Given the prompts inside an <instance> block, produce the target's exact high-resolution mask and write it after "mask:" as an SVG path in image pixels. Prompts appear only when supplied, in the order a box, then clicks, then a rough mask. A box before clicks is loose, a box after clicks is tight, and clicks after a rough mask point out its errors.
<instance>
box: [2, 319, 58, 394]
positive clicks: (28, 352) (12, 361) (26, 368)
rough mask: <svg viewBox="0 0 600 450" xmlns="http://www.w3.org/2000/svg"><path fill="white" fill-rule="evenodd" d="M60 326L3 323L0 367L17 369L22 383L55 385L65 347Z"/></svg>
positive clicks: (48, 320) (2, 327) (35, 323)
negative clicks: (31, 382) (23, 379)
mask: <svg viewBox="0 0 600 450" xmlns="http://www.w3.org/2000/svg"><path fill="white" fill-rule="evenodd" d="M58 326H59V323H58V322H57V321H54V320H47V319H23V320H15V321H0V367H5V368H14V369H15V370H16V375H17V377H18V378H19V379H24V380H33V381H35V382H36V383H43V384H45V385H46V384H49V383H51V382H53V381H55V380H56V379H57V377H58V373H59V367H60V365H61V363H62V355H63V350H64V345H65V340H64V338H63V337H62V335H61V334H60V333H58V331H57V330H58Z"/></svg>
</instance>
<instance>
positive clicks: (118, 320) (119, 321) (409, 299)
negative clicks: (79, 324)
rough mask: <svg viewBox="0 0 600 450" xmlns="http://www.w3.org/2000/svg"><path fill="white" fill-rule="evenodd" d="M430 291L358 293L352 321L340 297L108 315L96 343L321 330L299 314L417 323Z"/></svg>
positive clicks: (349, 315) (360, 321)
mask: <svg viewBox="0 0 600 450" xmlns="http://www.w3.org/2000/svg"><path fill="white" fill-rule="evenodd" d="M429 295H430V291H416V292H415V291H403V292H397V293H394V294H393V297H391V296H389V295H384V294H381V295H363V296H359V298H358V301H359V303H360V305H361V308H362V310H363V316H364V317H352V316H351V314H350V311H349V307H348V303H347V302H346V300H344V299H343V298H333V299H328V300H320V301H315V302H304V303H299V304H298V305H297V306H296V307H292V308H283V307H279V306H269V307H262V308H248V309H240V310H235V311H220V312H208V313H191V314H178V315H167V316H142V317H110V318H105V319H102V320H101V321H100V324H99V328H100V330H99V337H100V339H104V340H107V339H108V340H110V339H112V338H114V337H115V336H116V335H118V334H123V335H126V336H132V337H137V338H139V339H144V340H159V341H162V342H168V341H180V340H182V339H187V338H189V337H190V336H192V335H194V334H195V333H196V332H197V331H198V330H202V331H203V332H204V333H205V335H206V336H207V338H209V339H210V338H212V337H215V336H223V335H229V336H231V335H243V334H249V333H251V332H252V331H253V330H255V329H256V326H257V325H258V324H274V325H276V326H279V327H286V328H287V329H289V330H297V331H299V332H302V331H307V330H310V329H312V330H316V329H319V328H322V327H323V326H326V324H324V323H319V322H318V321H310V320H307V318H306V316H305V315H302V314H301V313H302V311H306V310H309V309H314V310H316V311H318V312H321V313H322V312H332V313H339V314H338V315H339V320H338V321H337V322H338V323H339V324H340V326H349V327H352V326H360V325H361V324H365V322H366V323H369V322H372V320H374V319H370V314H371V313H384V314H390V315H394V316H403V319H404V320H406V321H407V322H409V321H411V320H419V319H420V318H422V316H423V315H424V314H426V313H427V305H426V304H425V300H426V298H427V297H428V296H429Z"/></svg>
----------------------------------------
**Task**
Rewrite all of the lines above as a numbered list, omitting any blank lines.

**Answer**
1. Given the prompts inside an <instance> block, produce the target's exact high-resolution mask and write it after "mask:" as an SVG path in image pixels. Prompts appear only when supplied, in the order a box, then clicks, then a rough mask. A box before clicks is loose, a box after clicks is tight, and clicks after a rough mask point out its errors.
2. <instance>
3. box: [2, 319, 58, 394]
4. positive clicks: (28, 352) (12, 361) (26, 368)
5. rough mask: <svg viewBox="0 0 600 450" xmlns="http://www.w3.org/2000/svg"><path fill="white" fill-rule="evenodd" d="M60 326L3 323L0 367L17 369L22 383L55 385L65 347Z"/></svg>
6. positive clicks: (48, 320) (2, 327) (35, 323)
7. negative clicks: (31, 382) (23, 379)
8. mask: <svg viewBox="0 0 600 450" xmlns="http://www.w3.org/2000/svg"><path fill="white" fill-rule="evenodd" d="M58 326H59V323H58V322H57V321H54V320H47V319H23V320H15V321H0V367H5V368H14V369H15V370H16V375H17V377H18V378H19V379H24V380H33V381H35V382H36V383H43V384H45V385H46V384H49V383H51V382H53V381H55V380H56V379H57V377H58V373H59V367H60V365H61V363H62V355H63V350H64V345H65V340H64V338H63V337H62V335H61V334H60V333H58V331H57V330H58Z"/></svg>
9. </instance>
10. <instance>
11. positive clicks: (118, 320) (119, 321) (409, 299)
12. negative clicks: (79, 324)
13. rough mask: <svg viewBox="0 0 600 450" xmlns="http://www.w3.org/2000/svg"><path fill="white" fill-rule="evenodd" d="M430 291L358 293L352 321L340 297L108 315L96 343L321 330L299 314L417 323Z"/></svg>
14. positive clicks: (349, 315) (360, 321)
15. mask: <svg viewBox="0 0 600 450" xmlns="http://www.w3.org/2000/svg"><path fill="white" fill-rule="evenodd" d="M429 295H430V291H416V292H415V291H403V292H397V293H394V294H393V297H391V296H389V295H384V294H381V295H363V296H359V298H358V301H359V303H360V305H361V308H362V310H363V316H364V317H352V316H351V314H350V311H349V307H348V303H347V302H346V300H344V299H343V298H333V299H328V300H320V301H315V302H304V303H299V304H298V305H297V306H296V307H292V308H283V307H279V306H269V307H262V308H248V309H240V310H235V311H220V312H208V313H191V314H178V315H167V316H142V317H110V318H105V319H102V320H101V321H100V324H99V328H100V330H99V337H100V339H104V340H107V339H108V340H110V339H112V338H114V337H115V336H116V335H118V334H123V335H126V336H132V337H137V338H139V339H144V340H159V341H162V342H168V341H180V340H182V339H187V338H189V337H190V336H192V335H194V334H195V333H196V332H197V331H198V330H202V331H203V332H204V333H205V335H206V336H207V338H209V339H210V338H212V337H215V336H223V335H229V336H231V335H243V334H249V333H251V332H252V331H253V330H255V329H256V326H257V325H258V324H274V325H276V326H279V327H286V328H287V329H289V330H297V331H299V332H302V331H307V330H310V329H312V330H316V329H319V328H322V327H323V326H326V324H324V323H319V322H318V321H310V320H307V318H306V316H305V315H302V314H301V313H302V311H306V310H309V309H314V310H316V311H318V312H321V313H322V312H332V313H339V314H338V315H339V320H338V321H337V322H338V323H339V324H340V326H349V327H352V326H360V325H361V324H365V322H366V323H369V322H372V320H374V319H370V314H371V313H384V314H390V315H394V316H403V319H404V320H406V321H407V322H409V321H411V320H419V319H420V318H422V316H423V315H424V314H426V313H427V305H426V304H425V300H426V298H427V297H428V296H429Z"/></svg>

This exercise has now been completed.